#### Given passage:

With an extravaganza, the Dudamel era in LA approaches its end
- The San Juan Daily Star

- 11 hours ago
- 4 min read

By ADAM NAGOURNEY
There was “Bravo Gustavo!” a musical tribute that John Williams wrote for his friend Gustavo Dudamel, the outgoing music and artistic director of the Los Angeles Philharmonic, which premiered the piece while Williams cheered from his fifth-row seat at Walt Disney Concert Hall.
There was a new production of Richard Wagner’s “Die Walküre,” led by Dudamel and with sets by Frank Gehry, another friend and collaborator of the conductor’s.
And last week, the audience laughed and clapped as Dudamel nestled his head onto the shoulder of cellist Yo-Yo Ma (also a friend) as they sat together and played music boxes during the premiere of Angélica Negrón’s concerto “Mundillo.”
In all, Dudamel’s farewell to Disney Hall was a three-week extravaganza of concerts, operas, stage-filling choruses, poetry, commissions by new composers (with an emphasis on Latino artists), favorites by old composers and a blur of curtain calls that ended Sunday. It was an appropriately frenzied encapsulation of his time in Los Angeles, 17 years in which he established himself as a force not only in music but also in the life of this city.
“All of these three weeks embrace — are a symbol — of all of what we have been doing these years,” Dudamel said in a recent interview between rehearsals. “This orchestra is a very virtuosic orchestra with a very warm sound, open to be flexible to play all styles of music. Maybe that can be part of the legacy that I can leave, and also what is coming from the past.”
At the concert Sunday, Dudamel received an ovation — from the crowd, his players and the chorus — that lasted for nearly 12 minutes. He wove through the orchestra, hugging and shaking hands, before blowing a final kiss to the players, waving to his audience and exiting to the left of the stage.

#### What the exercise asks:
Answer these questions from the Dudamel article:
(a) Who created the sets for the new production of "Die Walküre"?
(b) How many years did Dudamel spend in Los Angeles?
(c) How long did the ovation at the Sunday concert last?

#### Stored records:
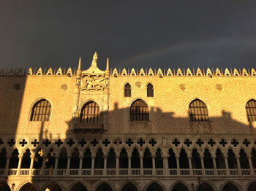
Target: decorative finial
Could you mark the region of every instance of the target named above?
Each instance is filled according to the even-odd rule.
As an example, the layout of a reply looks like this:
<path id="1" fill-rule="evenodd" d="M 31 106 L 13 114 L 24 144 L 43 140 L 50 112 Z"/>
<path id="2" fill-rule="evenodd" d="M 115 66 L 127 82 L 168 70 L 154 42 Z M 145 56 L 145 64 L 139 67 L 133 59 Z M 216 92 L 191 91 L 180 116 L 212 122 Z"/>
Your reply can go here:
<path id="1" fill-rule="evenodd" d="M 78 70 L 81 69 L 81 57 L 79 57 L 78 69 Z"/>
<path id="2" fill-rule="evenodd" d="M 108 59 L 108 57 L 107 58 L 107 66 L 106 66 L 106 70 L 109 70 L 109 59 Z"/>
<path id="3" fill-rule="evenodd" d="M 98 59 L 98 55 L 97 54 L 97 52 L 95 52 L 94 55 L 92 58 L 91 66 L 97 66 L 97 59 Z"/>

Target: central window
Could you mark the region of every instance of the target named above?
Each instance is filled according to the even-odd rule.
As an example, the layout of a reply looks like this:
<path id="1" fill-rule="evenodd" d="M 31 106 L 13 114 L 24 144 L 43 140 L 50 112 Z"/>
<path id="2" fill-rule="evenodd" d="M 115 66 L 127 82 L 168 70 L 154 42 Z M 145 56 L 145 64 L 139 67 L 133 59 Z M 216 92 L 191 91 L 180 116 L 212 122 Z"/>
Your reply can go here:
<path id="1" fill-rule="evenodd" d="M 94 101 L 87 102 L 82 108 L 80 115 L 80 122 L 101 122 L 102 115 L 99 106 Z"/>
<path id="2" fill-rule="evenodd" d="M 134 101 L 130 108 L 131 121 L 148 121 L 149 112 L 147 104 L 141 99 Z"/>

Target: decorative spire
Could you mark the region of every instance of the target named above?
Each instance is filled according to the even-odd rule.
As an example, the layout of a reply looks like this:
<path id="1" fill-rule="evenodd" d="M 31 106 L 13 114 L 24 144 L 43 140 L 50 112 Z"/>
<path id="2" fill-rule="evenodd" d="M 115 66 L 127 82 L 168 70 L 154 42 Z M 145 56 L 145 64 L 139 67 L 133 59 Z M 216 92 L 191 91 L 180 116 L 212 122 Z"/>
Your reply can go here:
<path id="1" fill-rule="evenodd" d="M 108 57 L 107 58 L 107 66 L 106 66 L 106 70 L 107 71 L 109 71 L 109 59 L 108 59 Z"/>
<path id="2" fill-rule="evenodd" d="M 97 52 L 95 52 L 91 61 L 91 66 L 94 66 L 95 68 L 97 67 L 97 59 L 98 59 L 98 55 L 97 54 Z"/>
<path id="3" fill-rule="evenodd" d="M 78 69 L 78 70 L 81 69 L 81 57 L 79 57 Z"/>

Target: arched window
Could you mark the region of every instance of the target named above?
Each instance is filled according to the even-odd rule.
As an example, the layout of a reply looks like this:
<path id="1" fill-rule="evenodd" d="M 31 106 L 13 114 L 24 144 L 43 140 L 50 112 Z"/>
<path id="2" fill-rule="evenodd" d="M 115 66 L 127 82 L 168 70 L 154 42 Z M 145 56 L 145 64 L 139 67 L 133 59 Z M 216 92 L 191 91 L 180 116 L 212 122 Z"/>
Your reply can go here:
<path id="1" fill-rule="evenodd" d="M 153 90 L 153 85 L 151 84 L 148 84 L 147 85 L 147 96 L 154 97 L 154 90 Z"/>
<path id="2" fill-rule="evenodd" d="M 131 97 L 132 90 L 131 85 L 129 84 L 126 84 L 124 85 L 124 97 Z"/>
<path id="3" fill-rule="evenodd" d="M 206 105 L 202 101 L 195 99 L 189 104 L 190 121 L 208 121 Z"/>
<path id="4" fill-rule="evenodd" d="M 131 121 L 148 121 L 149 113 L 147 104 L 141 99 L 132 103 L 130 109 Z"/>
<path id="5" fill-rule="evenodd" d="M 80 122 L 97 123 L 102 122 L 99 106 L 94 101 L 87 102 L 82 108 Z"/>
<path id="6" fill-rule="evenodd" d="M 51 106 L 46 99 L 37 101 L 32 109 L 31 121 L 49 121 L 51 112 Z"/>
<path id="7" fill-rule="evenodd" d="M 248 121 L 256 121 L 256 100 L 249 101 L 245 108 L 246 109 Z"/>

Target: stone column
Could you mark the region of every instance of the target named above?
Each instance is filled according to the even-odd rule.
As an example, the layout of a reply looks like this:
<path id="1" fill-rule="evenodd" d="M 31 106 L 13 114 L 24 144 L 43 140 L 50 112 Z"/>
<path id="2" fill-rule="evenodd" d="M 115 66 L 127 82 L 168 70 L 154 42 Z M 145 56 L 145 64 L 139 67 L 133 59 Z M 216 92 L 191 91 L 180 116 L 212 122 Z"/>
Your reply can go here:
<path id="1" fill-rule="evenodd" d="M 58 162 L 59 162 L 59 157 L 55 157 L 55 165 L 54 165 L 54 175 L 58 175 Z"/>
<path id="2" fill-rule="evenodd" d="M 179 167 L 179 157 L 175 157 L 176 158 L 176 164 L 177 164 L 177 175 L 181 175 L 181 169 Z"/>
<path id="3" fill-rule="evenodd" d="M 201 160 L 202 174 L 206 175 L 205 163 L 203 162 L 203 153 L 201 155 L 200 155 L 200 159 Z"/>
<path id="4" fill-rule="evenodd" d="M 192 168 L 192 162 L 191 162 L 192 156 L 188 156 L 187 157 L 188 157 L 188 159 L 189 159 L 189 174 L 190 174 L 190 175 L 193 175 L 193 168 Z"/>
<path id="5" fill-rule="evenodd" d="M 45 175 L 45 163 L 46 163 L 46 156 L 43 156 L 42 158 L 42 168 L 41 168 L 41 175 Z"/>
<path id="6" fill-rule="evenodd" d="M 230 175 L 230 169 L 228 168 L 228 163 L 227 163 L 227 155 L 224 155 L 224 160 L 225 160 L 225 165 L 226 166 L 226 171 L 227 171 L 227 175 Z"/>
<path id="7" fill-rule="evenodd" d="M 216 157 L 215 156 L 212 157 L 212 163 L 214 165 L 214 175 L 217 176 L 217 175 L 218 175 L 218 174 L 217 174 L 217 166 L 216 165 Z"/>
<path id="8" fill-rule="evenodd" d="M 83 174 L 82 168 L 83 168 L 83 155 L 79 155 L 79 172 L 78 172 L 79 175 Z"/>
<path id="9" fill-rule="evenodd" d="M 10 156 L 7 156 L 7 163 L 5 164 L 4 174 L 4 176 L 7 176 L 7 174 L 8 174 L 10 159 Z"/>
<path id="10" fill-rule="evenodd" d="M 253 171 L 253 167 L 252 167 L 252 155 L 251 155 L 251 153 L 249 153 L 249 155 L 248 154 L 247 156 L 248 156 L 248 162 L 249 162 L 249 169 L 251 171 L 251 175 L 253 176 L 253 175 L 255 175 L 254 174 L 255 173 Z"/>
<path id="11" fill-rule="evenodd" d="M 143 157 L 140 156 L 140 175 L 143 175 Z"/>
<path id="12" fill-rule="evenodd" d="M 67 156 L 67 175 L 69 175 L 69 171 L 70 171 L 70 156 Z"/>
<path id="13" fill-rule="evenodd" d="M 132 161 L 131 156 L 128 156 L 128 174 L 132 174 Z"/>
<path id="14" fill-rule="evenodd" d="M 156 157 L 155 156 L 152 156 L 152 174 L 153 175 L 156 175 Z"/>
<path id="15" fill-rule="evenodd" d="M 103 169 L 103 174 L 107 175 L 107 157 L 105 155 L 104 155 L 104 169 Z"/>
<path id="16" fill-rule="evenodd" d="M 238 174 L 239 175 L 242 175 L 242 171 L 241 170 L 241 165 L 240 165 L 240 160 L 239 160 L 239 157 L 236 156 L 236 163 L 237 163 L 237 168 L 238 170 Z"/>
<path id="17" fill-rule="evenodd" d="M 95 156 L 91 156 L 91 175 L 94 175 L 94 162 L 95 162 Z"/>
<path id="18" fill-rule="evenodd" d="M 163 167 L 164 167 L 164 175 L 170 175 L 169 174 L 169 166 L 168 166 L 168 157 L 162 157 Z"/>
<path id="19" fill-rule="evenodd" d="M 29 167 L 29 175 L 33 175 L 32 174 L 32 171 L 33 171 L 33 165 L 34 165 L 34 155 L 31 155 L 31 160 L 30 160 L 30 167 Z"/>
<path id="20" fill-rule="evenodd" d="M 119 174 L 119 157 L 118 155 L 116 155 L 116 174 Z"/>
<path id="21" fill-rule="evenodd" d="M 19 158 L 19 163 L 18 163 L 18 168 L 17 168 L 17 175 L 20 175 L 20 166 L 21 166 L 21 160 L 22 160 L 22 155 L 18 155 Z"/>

#### Answer to this problem:
(a) Frank Gehry
(b) 17 years
(c) Nearly 12 minutes